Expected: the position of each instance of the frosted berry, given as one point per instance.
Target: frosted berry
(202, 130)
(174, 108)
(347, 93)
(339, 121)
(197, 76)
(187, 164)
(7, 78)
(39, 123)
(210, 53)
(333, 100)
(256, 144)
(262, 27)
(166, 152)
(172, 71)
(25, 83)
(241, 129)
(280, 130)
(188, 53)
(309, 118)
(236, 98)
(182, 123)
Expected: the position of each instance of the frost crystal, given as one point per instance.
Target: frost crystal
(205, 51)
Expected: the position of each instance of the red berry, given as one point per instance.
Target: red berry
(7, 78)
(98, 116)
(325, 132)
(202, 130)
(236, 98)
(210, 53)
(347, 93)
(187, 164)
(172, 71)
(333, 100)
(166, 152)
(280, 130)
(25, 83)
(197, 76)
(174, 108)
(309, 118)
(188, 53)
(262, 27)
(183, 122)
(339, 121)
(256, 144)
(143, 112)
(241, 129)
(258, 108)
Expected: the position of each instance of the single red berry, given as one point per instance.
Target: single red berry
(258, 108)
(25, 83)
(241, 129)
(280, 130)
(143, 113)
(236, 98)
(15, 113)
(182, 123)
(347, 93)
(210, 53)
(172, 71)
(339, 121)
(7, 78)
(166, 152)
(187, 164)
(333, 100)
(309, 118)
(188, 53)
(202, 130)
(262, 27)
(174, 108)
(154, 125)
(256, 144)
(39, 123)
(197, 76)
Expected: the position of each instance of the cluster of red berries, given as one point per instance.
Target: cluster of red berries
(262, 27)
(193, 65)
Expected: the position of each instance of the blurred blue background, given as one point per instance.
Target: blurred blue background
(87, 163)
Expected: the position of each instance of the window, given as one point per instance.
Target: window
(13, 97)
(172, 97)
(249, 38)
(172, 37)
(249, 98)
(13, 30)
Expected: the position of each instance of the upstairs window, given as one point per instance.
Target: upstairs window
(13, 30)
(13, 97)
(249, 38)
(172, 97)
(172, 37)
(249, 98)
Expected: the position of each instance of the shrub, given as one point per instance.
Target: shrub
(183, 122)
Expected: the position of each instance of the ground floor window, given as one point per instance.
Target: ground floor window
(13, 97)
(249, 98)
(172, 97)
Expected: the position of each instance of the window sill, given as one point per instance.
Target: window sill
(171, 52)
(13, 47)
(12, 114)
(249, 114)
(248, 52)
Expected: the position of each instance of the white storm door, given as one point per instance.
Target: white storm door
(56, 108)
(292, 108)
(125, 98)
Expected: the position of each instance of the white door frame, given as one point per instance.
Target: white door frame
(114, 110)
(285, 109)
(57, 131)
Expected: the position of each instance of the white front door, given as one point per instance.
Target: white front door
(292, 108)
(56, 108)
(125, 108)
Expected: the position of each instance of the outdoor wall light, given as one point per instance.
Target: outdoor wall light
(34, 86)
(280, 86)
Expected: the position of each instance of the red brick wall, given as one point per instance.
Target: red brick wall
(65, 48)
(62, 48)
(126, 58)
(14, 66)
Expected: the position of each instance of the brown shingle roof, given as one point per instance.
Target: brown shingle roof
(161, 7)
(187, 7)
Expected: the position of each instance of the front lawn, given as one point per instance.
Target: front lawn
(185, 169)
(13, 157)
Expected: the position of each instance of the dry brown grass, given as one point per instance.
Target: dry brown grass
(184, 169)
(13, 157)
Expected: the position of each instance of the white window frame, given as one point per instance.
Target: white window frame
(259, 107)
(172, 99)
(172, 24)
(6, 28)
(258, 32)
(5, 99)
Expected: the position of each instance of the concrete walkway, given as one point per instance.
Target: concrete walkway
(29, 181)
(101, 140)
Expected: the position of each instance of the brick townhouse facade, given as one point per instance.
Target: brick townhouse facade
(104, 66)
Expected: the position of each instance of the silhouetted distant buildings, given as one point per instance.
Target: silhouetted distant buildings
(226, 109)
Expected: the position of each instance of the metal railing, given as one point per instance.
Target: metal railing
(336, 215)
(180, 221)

> _REQUEST_
Rescale the material above from the line with "Expected: the position of each instance of the concrete" up to and including the last line, reproducing only those lines, requests included, with every point coordinate multiplied by 2.05 and rounded to a whole number, halves rounded up.

> _FINISHED TASK_
Expected: the position of each instance of the concrete walkway, given as one point per instance.
Target: concrete walkway
(59, 371)
(207, 287)
Expected: the position of each instance of the brick townhouse facade, given as one point per instance.
Target: brick townhouse facade
(213, 135)
Expected: the position of each instance of the silhouetted distant buildings, given as one point per instance.
Target: silhouetted distant buildings
(463, 223)
Expected: the position of each instance of the metal railing, given as one point per instance.
Target: metal railing
(689, 441)
(369, 453)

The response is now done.